- _Datos de entrada_
⁂
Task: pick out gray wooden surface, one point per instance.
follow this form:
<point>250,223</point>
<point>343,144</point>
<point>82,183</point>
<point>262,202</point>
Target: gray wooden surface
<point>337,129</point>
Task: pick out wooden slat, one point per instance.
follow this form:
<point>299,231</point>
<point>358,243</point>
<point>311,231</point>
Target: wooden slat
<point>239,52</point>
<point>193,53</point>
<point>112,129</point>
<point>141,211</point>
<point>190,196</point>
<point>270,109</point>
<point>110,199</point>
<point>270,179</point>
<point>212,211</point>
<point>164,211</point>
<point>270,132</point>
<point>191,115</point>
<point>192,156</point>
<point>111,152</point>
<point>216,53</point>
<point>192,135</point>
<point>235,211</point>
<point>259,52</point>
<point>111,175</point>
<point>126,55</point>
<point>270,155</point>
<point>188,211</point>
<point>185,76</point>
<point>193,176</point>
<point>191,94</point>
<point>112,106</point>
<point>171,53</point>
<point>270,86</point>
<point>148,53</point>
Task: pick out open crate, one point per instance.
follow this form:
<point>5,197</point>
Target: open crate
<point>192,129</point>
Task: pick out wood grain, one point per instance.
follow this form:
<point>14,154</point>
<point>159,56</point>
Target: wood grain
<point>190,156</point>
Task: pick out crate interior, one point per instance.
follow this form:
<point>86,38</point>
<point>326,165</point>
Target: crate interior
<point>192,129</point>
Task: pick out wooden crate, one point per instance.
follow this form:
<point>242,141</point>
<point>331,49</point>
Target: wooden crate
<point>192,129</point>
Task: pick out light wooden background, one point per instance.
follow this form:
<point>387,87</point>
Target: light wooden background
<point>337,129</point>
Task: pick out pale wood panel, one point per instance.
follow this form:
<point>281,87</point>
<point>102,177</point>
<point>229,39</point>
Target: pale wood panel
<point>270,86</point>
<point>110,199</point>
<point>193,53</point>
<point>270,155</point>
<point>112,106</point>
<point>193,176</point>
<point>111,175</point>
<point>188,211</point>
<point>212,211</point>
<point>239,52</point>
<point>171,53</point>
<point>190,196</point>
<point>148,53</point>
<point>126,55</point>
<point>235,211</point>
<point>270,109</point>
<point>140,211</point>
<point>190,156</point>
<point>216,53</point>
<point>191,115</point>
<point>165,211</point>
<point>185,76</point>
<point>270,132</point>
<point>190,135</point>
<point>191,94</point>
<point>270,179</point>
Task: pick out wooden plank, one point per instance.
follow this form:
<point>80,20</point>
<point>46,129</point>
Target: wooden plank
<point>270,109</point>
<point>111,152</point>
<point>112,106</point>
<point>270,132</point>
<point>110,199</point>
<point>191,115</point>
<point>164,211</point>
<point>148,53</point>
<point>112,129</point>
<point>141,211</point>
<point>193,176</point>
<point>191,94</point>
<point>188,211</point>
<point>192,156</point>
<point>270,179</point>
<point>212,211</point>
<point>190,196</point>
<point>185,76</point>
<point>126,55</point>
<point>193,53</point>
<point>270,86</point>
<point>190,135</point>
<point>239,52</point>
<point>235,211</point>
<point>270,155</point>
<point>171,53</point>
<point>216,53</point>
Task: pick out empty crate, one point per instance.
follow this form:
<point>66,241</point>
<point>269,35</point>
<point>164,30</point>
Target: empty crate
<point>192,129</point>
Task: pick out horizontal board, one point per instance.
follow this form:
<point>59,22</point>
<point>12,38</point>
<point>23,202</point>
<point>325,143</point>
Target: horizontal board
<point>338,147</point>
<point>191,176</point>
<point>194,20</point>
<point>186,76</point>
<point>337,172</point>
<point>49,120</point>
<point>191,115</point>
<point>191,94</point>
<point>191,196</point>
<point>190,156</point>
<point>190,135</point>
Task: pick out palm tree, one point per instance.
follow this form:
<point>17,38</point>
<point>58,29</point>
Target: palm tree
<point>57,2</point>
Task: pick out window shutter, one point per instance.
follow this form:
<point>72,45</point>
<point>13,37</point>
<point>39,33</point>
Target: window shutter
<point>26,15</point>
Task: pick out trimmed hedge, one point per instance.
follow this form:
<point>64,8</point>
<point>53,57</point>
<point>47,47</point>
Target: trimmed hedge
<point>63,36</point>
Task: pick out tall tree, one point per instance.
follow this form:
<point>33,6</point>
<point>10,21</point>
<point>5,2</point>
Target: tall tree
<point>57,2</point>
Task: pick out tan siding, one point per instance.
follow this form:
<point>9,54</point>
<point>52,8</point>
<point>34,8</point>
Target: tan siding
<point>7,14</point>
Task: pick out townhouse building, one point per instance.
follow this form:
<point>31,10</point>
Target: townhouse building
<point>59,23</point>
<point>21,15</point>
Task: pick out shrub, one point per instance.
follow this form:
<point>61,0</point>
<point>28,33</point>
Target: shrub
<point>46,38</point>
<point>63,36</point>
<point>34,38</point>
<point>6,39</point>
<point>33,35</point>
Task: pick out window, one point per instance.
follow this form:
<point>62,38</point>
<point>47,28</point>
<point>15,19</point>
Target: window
⁂
- _Detalles del problema_
Sustituye "one point per instance" por "one point per item" en todas las filas de arriba y escríbelas de nuevo sin cambiar nada más.

- _Resultado del ejercicio_
Task: pick out gray wooden surface, one point per item.
follow this form:
<point>250,223</point>
<point>343,144</point>
<point>82,183</point>
<point>262,202</point>
Target: gray wooden surface
<point>337,129</point>
Task: pick out wooden slat, one point per item.
follow this form:
<point>299,231</point>
<point>358,243</point>
<point>311,231</point>
Target: wooden slat
<point>239,52</point>
<point>193,53</point>
<point>112,129</point>
<point>141,211</point>
<point>190,196</point>
<point>270,109</point>
<point>110,199</point>
<point>270,179</point>
<point>212,211</point>
<point>164,211</point>
<point>270,132</point>
<point>191,115</point>
<point>192,156</point>
<point>111,152</point>
<point>216,53</point>
<point>192,135</point>
<point>235,211</point>
<point>259,52</point>
<point>111,175</point>
<point>126,55</point>
<point>270,155</point>
<point>188,211</point>
<point>185,76</point>
<point>193,176</point>
<point>191,94</point>
<point>112,106</point>
<point>171,53</point>
<point>270,86</point>
<point>148,53</point>
Task: pick out open crate, one point per item.
follow this form:
<point>5,197</point>
Target: open crate
<point>192,129</point>
Task: pick out wood grain, one point per item.
follow this form:
<point>14,154</point>
<point>159,56</point>
Target: wood grain
<point>190,156</point>
Task: pick out crate interior, one point per item.
follow this form:
<point>86,38</point>
<point>326,165</point>
Target: crate interior
<point>192,129</point>
Task: pick out wooden crate, one point per item.
follow this form:
<point>242,141</point>
<point>331,49</point>
Target: wooden crate
<point>192,129</point>
Task: pick out light wooden background, one point per item.
follow this form:
<point>387,87</point>
Target: light wooden background
<point>337,129</point>
Task: pick out pale wood panel, one point per item.
follow this form:
<point>281,87</point>
<point>102,177</point>
<point>229,39</point>
Target: pale wood panel
<point>270,86</point>
<point>110,199</point>
<point>193,53</point>
<point>270,155</point>
<point>112,106</point>
<point>193,176</point>
<point>111,175</point>
<point>188,211</point>
<point>212,211</point>
<point>239,52</point>
<point>171,53</point>
<point>190,196</point>
<point>148,53</point>
<point>126,55</point>
<point>235,211</point>
<point>270,109</point>
<point>140,211</point>
<point>190,156</point>
<point>216,53</point>
<point>191,115</point>
<point>165,211</point>
<point>185,76</point>
<point>270,132</point>
<point>190,135</point>
<point>191,94</point>
<point>270,179</point>
Task: pick out wooden plank, one point per item.
follow this form:
<point>80,20</point>
<point>46,129</point>
Target: wooden plank
<point>270,109</point>
<point>111,152</point>
<point>112,106</point>
<point>270,132</point>
<point>110,199</point>
<point>191,115</point>
<point>164,211</point>
<point>148,53</point>
<point>112,129</point>
<point>141,211</point>
<point>193,176</point>
<point>191,94</point>
<point>188,211</point>
<point>192,156</point>
<point>270,179</point>
<point>212,211</point>
<point>190,196</point>
<point>185,76</point>
<point>126,55</point>
<point>193,53</point>
<point>270,86</point>
<point>190,135</point>
<point>239,52</point>
<point>235,211</point>
<point>270,155</point>
<point>171,53</point>
<point>216,53</point>
Task: pick out empty crate, one point per item.
follow this form:
<point>66,241</point>
<point>269,35</point>
<point>164,30</point>
Target: empty crate
<point>192,129</point>
Task: pick out horizontal board, one point per item.
follow this form:
<point>59,22</point>
<point>12,38</point>
<point>23,202</point>
<point>325,143</point>
Target: horizontal board
<point>338,147</point>
<point>191,176</point>
<point>194,20</point>
<point>186,76</point>
<point>337,172</point>
<point>49,120</point>
<point>191,115</point>
<point>191,94</point>
<point>191,196</point>
<point>190,156</point>
<point>190,135</point>
Task: pick out palm tree, one point per item.
follow this form:
<point>17,38</point>
<point>58,29</point>
Target: palm tree
<point>57,2</point>
Task: pick out window shutter, one point per item.
follow this form:
<point>72,45</point>
<point>13,37</point>
<point>39,33</point>
Target: window shutter
<point>26,15</point>
Task: pick out trimmed hedge, one point per item.
follow this form:
<point>64,8</point>
<point>53,57</point>
<point>47,47</point>
Target: trimmed hedge
<point>63,36</point>
Task: pick out tall tree, one point per item.
follow this form:
<point>33,6</point>
<point>10,21</point>
<point>5,2</point>
Target: tall tree
<point>57,2</point>
Task: pick out tan siding, one point per item.
follow this form:
<point>9,54</point>
<point>52,8</point>
<point>34,8</point>
Target: tan siding
<point>7,14</point>
Task: pick out townhouse building, one point per item.
follow this form:
<point>31,10</point>
Target: townhouse building
<point>59,23</point>
<point>21,15</point>
Task: pick out shrub, one point per item.
follow this form:
<point>61,0</point>
<point>28,33</point>
Target: shrub
<point>46,38</point>
<point>63,36</point>
<point>34,38</point>
<point>6,39</point>
<point>33,35</point>
Task: pick out window, one point per item.
follow this form:
<point>62,38</point>
<point>47,28</point>
<point>15,19</point>
Target: window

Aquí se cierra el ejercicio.